### WHAT YOU SHOULD DO
Pick out every line in the material below that contains the word "hood" and copy each of those lines.

Annotation data based on points
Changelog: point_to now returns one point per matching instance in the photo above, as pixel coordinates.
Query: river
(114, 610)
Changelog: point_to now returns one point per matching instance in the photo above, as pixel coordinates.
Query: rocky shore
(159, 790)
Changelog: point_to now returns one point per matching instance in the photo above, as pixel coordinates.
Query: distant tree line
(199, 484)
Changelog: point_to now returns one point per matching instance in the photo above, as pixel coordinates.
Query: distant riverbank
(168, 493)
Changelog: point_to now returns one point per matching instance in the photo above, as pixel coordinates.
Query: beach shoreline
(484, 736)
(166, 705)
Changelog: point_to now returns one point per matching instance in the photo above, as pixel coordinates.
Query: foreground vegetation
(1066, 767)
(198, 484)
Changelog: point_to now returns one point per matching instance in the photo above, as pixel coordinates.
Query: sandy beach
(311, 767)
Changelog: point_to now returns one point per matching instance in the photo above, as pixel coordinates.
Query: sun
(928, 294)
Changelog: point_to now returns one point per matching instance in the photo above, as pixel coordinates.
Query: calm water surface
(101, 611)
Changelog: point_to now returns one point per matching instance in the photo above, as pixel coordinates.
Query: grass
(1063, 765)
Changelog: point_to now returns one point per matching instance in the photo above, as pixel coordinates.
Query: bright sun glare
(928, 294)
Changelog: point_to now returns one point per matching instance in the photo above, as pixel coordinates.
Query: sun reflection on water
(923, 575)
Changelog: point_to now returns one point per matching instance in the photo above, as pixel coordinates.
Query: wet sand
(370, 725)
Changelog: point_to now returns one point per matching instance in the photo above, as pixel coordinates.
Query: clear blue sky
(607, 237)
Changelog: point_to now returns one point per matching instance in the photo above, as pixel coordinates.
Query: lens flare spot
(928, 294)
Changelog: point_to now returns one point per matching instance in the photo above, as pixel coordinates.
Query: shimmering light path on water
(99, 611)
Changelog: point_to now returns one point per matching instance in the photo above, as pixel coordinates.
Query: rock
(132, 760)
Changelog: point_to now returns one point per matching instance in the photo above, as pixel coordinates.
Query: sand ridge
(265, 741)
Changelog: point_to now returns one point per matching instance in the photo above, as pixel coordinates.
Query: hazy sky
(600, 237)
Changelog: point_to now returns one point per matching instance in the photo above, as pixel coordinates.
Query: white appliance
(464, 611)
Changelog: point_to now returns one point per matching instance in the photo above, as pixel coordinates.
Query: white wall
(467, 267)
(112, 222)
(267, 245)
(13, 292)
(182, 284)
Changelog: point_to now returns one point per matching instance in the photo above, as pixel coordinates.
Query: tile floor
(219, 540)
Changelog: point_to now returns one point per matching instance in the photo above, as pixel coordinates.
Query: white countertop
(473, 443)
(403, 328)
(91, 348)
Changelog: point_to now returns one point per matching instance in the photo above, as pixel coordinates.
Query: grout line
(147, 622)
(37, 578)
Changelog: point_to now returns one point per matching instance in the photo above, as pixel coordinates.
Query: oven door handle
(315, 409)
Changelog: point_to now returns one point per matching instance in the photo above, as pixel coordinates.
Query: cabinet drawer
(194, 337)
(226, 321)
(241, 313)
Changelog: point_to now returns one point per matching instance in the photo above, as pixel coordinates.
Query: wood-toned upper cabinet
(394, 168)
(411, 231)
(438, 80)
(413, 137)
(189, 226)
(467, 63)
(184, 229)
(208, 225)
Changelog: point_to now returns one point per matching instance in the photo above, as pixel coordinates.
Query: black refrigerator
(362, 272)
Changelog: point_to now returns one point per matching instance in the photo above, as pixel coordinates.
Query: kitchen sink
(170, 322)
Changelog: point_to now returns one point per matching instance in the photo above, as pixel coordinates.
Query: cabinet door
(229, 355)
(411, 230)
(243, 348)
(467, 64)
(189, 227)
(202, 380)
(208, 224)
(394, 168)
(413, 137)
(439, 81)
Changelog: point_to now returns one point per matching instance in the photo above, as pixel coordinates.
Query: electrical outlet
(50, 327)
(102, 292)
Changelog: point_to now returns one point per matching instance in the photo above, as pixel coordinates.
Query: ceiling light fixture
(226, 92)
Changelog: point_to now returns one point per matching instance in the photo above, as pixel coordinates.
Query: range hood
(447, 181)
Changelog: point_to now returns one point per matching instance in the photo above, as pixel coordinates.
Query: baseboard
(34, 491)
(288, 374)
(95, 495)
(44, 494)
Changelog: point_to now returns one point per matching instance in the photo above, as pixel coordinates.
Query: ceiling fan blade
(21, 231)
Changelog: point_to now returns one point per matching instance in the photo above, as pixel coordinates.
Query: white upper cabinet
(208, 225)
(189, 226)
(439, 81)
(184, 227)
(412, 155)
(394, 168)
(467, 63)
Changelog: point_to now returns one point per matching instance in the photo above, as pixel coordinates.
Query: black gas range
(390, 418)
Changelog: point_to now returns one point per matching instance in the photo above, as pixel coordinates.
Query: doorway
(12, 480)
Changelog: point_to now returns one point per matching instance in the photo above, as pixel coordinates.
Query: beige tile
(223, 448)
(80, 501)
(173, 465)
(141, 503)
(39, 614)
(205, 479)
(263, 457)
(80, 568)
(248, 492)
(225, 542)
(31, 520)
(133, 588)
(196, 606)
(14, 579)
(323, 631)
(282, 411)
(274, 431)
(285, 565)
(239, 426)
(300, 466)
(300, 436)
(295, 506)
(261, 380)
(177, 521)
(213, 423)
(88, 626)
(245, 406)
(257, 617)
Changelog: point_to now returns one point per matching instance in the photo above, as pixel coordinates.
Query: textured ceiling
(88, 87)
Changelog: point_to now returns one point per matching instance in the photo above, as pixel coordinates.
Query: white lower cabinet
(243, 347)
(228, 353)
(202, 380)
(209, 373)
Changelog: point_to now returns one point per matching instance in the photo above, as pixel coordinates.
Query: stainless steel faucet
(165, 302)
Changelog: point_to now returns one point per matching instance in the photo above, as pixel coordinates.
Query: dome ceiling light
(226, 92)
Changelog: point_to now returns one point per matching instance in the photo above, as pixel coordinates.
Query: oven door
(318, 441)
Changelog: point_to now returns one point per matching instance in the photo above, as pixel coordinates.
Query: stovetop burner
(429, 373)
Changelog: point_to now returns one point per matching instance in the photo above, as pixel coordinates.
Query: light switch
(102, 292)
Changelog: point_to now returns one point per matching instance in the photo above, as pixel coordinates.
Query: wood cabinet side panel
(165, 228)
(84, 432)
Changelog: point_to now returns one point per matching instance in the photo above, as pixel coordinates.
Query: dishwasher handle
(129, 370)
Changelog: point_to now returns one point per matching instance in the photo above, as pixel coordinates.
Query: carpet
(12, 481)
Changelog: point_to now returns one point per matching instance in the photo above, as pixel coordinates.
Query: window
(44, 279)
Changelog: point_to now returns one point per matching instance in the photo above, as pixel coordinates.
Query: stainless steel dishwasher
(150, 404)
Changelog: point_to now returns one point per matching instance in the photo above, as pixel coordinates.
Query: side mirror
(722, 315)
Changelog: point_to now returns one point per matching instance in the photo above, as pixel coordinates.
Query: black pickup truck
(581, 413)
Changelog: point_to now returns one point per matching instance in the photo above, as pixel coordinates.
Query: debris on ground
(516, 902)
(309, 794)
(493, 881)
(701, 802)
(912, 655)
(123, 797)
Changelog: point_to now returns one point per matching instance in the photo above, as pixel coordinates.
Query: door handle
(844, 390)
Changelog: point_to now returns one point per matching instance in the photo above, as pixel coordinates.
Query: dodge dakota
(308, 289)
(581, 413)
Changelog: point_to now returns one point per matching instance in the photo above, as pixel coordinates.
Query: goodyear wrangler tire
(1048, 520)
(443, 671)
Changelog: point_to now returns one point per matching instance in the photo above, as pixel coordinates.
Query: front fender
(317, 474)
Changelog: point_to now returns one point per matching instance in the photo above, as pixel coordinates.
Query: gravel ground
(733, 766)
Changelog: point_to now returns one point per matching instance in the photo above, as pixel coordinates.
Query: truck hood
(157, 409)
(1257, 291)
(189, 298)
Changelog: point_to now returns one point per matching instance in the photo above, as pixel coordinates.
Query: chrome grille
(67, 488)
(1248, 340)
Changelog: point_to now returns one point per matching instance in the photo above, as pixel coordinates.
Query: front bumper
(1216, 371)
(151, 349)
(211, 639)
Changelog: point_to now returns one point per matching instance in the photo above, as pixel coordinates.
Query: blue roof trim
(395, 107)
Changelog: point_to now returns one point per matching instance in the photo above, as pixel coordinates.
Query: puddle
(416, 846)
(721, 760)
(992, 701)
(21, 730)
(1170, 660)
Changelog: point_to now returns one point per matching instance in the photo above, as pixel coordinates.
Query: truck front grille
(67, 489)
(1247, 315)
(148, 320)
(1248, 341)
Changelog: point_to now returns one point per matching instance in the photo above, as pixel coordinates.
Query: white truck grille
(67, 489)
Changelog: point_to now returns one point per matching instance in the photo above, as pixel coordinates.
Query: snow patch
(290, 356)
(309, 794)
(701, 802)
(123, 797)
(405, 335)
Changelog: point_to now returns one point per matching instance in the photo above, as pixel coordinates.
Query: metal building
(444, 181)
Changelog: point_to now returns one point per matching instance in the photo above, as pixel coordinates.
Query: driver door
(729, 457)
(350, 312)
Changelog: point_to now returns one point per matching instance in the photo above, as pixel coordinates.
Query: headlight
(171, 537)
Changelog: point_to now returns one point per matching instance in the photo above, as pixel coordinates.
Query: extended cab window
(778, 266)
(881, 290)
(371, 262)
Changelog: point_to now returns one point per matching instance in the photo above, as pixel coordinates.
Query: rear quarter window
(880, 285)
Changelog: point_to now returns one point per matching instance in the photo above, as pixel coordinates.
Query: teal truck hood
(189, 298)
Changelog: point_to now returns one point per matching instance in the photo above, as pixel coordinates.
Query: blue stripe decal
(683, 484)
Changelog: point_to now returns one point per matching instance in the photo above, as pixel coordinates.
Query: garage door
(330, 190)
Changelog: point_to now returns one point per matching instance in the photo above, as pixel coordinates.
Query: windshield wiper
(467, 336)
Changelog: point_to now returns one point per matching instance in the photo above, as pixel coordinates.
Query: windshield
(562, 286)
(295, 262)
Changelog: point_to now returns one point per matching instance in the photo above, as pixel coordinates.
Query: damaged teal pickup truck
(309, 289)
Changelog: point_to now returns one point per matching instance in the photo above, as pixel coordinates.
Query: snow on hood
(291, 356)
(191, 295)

### CORRECT ANSWER
Query: range hood
Query: truck hood
Query: teal truck hood
Query: snow on hood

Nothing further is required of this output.